Your objective:
Count the lines in the items below that contain the word "positive", and reply with that number alone.

Records for processing:
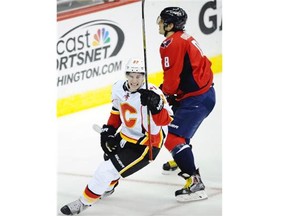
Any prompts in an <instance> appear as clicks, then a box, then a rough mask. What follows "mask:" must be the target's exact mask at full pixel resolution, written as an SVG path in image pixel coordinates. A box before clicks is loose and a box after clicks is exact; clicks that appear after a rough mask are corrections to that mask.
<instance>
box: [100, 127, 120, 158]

==

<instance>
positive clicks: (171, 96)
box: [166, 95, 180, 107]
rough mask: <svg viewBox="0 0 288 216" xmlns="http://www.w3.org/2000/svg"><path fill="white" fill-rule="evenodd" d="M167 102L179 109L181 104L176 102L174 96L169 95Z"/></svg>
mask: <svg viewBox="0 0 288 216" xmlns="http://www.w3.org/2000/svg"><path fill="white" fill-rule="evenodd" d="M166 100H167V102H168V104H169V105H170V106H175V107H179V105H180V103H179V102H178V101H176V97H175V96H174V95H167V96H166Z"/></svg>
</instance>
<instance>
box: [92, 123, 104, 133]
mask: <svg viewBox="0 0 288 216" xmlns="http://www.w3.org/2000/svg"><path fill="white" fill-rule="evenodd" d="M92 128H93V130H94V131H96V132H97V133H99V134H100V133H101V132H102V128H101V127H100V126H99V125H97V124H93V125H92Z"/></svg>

* * *

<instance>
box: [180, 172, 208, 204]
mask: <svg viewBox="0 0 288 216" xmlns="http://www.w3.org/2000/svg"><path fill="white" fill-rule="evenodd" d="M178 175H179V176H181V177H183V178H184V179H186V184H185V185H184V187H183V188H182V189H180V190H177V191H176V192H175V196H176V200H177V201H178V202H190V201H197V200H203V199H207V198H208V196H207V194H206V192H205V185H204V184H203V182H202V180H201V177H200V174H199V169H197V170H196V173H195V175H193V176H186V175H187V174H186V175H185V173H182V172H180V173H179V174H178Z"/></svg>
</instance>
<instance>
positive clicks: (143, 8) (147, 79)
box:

Task answer:
2